◆ Problem to work on: Only the lines with the string "street" are needed; return each of them from the entries below.

-- Material provided follows --

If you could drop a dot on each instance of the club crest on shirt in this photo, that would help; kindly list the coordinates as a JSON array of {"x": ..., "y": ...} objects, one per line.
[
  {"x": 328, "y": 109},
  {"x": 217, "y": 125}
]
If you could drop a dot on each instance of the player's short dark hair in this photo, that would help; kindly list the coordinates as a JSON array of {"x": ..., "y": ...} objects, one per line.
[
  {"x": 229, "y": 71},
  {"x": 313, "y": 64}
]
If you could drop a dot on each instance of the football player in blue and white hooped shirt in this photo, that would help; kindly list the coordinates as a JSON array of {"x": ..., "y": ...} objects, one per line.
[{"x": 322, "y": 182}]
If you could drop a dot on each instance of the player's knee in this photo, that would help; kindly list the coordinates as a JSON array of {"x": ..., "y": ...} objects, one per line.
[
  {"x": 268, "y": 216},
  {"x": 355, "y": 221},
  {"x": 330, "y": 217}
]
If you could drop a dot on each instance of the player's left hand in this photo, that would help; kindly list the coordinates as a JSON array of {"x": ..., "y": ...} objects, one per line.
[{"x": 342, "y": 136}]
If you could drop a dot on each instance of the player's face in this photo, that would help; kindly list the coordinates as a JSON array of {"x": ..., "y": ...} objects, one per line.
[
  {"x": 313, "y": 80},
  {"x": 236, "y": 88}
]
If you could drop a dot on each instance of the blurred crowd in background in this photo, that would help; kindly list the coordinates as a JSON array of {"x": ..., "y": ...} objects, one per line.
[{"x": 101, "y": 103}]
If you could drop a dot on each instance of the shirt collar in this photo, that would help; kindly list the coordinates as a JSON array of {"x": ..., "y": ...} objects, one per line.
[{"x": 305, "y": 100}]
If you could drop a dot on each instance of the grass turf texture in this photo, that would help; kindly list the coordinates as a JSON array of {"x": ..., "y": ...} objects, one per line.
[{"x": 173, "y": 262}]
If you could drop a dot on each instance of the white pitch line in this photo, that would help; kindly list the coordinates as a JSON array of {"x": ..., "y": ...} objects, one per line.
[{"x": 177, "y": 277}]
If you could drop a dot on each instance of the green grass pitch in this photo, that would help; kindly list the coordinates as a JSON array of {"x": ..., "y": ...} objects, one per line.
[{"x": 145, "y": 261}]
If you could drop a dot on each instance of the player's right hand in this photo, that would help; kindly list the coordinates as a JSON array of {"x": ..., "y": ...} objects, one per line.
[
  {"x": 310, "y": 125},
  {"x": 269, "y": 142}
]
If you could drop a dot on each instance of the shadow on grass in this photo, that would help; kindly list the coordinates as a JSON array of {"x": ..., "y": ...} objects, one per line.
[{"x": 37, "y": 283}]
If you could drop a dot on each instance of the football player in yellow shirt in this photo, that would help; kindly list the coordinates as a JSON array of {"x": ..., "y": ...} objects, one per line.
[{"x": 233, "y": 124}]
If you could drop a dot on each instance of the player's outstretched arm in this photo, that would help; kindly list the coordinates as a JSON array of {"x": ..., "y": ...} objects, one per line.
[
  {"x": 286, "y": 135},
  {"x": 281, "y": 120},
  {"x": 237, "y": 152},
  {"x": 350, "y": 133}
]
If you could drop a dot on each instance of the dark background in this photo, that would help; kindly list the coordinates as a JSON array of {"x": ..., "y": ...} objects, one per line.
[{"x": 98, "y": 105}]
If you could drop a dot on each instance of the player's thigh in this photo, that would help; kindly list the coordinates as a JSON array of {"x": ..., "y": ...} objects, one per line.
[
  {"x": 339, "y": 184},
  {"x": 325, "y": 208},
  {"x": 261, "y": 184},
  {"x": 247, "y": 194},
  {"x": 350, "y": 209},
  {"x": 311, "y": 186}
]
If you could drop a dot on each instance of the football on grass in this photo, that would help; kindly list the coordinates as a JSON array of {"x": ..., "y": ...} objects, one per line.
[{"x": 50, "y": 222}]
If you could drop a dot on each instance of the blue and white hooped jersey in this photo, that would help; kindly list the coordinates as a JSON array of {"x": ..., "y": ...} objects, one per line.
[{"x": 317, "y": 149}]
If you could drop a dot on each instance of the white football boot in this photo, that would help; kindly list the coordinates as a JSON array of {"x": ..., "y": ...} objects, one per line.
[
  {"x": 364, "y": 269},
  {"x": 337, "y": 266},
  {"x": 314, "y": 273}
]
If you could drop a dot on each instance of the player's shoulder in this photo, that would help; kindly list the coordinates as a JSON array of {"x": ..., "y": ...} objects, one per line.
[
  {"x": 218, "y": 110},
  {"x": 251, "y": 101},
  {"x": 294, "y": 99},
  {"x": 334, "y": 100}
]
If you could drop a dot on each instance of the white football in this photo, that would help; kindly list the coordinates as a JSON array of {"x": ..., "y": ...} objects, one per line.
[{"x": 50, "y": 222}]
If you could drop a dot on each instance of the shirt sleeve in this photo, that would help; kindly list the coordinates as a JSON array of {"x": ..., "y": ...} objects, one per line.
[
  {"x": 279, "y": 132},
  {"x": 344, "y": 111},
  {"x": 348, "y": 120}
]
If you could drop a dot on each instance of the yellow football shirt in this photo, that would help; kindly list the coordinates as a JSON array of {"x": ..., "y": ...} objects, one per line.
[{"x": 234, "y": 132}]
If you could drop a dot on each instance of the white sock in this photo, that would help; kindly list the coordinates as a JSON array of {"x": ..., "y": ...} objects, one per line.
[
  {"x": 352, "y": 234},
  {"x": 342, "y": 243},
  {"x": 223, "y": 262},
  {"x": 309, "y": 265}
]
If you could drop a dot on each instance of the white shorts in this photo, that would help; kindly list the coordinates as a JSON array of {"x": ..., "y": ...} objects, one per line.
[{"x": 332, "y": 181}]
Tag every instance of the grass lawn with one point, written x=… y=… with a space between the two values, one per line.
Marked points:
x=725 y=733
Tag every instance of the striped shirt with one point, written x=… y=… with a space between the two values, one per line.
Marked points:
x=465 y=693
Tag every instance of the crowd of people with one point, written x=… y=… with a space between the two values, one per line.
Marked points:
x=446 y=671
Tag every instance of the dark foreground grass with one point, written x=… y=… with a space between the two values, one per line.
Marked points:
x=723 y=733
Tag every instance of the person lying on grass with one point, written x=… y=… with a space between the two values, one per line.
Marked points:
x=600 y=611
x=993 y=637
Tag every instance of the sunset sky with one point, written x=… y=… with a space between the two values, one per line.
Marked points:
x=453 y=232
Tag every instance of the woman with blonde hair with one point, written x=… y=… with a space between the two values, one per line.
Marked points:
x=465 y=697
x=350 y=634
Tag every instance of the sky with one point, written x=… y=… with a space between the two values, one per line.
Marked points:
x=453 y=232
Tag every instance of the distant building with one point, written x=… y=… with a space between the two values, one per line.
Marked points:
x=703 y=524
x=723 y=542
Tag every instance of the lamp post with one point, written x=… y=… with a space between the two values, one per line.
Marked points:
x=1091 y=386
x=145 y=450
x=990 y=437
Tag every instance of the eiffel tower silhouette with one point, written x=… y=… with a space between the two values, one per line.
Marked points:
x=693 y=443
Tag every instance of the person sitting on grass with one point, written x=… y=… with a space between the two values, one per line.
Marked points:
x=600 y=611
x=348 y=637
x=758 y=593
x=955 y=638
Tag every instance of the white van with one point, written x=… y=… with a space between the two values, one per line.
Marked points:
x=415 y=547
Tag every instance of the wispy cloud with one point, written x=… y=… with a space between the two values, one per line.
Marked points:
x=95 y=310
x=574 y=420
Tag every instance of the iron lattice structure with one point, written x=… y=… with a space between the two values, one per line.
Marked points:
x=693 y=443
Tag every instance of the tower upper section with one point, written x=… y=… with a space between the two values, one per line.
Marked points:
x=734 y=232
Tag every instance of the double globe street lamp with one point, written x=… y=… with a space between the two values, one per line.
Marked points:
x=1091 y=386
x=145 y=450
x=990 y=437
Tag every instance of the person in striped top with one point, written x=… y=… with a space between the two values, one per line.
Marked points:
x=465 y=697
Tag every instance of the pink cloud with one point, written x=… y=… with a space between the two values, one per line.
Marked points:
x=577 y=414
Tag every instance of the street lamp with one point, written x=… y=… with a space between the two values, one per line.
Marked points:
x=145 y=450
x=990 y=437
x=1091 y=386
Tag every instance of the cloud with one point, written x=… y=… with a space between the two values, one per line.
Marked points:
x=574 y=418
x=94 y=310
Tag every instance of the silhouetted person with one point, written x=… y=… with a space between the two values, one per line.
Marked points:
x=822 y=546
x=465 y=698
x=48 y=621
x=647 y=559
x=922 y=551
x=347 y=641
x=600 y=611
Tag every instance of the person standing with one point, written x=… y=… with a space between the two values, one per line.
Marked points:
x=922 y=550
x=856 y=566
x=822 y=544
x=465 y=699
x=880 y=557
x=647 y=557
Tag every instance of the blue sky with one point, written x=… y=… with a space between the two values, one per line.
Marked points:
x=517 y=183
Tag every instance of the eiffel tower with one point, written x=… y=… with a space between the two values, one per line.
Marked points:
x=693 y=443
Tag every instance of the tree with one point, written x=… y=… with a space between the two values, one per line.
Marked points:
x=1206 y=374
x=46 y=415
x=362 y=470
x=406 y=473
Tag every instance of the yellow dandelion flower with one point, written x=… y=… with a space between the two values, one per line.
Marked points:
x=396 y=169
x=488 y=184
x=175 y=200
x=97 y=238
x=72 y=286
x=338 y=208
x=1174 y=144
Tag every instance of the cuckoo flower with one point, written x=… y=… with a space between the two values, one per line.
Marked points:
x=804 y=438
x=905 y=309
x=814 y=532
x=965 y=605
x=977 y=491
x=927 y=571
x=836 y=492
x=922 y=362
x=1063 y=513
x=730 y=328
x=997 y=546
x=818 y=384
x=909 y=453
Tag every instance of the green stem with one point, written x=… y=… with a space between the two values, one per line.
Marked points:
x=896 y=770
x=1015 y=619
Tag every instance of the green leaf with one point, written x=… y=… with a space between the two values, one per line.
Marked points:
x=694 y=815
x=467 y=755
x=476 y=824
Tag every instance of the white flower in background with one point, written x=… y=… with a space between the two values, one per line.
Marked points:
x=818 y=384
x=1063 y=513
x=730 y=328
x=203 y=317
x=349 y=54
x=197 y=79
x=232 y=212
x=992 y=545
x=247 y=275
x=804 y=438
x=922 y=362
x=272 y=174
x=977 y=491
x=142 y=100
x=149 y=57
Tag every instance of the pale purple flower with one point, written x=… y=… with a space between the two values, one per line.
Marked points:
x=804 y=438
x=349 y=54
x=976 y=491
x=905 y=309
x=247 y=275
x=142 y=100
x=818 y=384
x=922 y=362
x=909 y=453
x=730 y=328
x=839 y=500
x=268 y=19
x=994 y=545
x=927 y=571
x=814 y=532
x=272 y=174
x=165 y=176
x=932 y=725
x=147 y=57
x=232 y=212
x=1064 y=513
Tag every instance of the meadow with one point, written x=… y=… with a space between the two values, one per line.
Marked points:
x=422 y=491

-- Material provided concluded --

◆ Solution to this exercise:
Tag every instance of the double globe street lamp with one point, written x=… y=… with a space between the two values, one per line.
Tag every instance of the street lamp with one point, written x=… y=… with a space between the two values, one per line.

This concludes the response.